>> Start RECORDS TO USE
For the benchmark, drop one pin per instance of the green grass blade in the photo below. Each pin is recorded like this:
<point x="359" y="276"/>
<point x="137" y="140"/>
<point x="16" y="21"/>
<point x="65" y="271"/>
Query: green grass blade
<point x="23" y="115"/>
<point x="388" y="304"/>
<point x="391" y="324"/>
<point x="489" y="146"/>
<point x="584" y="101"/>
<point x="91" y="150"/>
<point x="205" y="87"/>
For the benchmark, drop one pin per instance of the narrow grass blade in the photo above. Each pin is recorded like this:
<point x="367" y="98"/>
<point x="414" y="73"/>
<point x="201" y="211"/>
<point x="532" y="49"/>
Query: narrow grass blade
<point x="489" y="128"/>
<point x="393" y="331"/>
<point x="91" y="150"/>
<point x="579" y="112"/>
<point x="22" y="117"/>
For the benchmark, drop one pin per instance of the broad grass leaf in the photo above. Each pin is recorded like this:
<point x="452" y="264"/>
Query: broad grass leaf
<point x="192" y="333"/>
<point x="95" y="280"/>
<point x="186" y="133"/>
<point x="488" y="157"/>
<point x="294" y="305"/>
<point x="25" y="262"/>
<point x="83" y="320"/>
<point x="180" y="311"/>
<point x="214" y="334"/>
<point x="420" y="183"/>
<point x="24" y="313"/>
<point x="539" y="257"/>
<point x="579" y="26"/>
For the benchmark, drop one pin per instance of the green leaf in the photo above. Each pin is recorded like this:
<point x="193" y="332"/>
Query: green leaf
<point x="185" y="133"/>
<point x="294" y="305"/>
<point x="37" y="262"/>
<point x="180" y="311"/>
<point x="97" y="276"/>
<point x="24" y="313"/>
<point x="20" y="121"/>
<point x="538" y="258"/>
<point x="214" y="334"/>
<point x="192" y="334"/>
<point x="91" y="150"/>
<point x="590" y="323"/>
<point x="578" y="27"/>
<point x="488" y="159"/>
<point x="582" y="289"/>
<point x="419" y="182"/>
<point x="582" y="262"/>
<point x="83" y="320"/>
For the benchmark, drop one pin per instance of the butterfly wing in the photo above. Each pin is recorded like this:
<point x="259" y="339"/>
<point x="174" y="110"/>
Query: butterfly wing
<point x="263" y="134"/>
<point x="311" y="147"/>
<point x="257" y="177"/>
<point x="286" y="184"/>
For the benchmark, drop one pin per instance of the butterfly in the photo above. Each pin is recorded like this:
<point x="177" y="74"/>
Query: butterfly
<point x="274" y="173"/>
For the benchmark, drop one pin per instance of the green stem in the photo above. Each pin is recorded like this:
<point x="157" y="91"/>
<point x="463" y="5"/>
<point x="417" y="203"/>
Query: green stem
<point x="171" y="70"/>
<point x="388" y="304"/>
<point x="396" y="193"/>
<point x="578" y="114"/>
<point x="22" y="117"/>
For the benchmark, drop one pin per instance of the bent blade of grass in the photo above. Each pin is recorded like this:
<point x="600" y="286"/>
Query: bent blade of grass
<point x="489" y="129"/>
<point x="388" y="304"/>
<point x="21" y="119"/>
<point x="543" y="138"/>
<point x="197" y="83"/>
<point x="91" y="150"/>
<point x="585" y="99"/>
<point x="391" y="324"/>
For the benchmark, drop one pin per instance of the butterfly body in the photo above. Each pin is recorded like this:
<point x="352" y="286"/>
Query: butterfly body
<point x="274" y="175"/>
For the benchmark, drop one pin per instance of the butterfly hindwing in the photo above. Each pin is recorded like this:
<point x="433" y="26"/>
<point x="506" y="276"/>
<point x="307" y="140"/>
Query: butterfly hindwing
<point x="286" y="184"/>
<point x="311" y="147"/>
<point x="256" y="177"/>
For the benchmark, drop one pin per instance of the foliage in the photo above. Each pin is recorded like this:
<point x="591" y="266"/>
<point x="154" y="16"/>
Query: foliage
>> End RECORDS TO USE
▸ **EXERCISE INSTRUCTIONS**:
Go through the listing and copy all of it exactly.

▸ **TASK RESPONSE**:
For the benchmark, drop one pin per instance of the green grass blade in the photo below. Each pin is recorded like this:
<point x="359" y="276"/>
<point x="137" y="140"/>
<point x="16" y="21"/>
<point x="65" y="271"/>
Query: green grass blade
<point x="23" y="115"/>
<point x="388" y="304"/>
<point x="391" y="324"/>
<point x="489" y="146"/>
<point x="584" y="101"/>
<point x="91" y="150"/>
<point x="205" y="87"/>
For the benchmark, drop one pin per instance of the narrow grass blade in the photo above. Each pin is recorded like this:
<point x="367" y="98"/>
<point x="414" y="73"/>
<point x="201" y="211"/>
<point x="532" y="49"/>
Query: narrow grass blade
<point x="489" y="128"/>
<point x="393" y="331"/>
<point x="91" y="150"/>
<point x="579" y="112"/>
<point x="22" y="117"/>
For the benchmark, drop one pin per instance of the broad grass leaf in the photo above. Each pin is recorded like this:
<point x="452" y="264"/>
Query: broad grass leaf
<point x="192" y="333"/>
<point x="95" y="280"/>
<point x="186" y="133"/>
<point x="488" y="157"/>
<point x="294" y="305"/>
<point x="25" y="262"/>
<point x="83" y="320"/>
<point x="180" y="311"/>
<point x="214" y="334"/>
<point x="420" y="183"/>
<point x="24" y="313"/>
<point x="539" y="257"/>
<point x="579" y="26"/>
For the benchmark, drop one pin per instance of the green leaf in the photo above. Each pin is recorded like this:
<point x="193" y="332"/>
Query: green leaf
<point x="185" y="133"/>
<point x="294" y="305"/>
<point x="37" y="262"/>
<point x="180" y="311"/>
<point x="97" y="276"/>
<point x="24" y="313"/>
<point x="20" y="121"/>
<point x="538" y="258"/>
<point x="214" y="334"/>
<point x="192" y="334"/>
<point x="91" y="150"/>
<point x="590" y="323"/>
<point x="578" y="27"/>
<point x="488" y="159"/>
<point x="582" y="289"/>
<point x="419" y="182"/>
<point x="582" y="262"/>
<point x="83" y="320"/>
For the benchmark, drop one pin per instance of the butterfly wing in the photo above. Each pin is recorded like this:
<point x="259" y="339"/>
<point x="174" y="110"/>
Query: butterfly wing
<point x="263" y="134"/>
<point x="311" y="147"/>
<point x="257" y="177"/>
<point x="286" y="184"/>
For the benchmark, drop one pin per instance of the butterfly in the photo above. Each pin is recorded like this:
<point x="177" y="74"/>
Query: butterfly
<point x="274" y="173"/>
For the benchmark, drop one pin per instance of the green stem in the photo above. Each pin is recorded like this:
<point x="157" y="91"/>
<point x="463" y="5"/>
<point x="417" y="203"/>
Query: green stem
<point x="171" y="70"/>
<point x="388" y="304"/>
<point x="396" y="193"/>
<point x="578" y="114"/>
<point x="22" y="117"/>
For the benchmark, drop one pin per instance of the bent blade of grass in the photo above. Each pin is recorded like this:
<point x="600" y="286"/>
Query: bent blade of grass
<point x="489" y="129"/>
<point x="388" y="304"/>
<point x="21" y="119"/>
<point x="543" y="138"/>
<point x="197" y="83"/>
<point x="91" y="150"/>
<point x="585" y="99"/>
<point x="391" y="324"/>
For the benchmark, drop one pin per instance of the butterfly body in the photo above. Each pin is recorded like this:
<point x="352" y="286"/>
Query: butterfly body
<point x="274" y="175"/>
For the benchmark, drop one pin per instance of the butterfly hindwing in the photo above. Each pin is recorded like this:
<point x="433" y="26"/>
<point x="506" y="276"/>
<point x="307" y="140"/>
Query: butterfly hindwing
<point x="286" y="184"/>
<point x="311" y="147"/>
<point x="256" y="177"/>
For the benchmark, drop one pin per instance of the foliage in the photo above. Each pin is recorded like this:
<point x="591" y="266"/>
<point x="154" y="16"/>
Query: foliage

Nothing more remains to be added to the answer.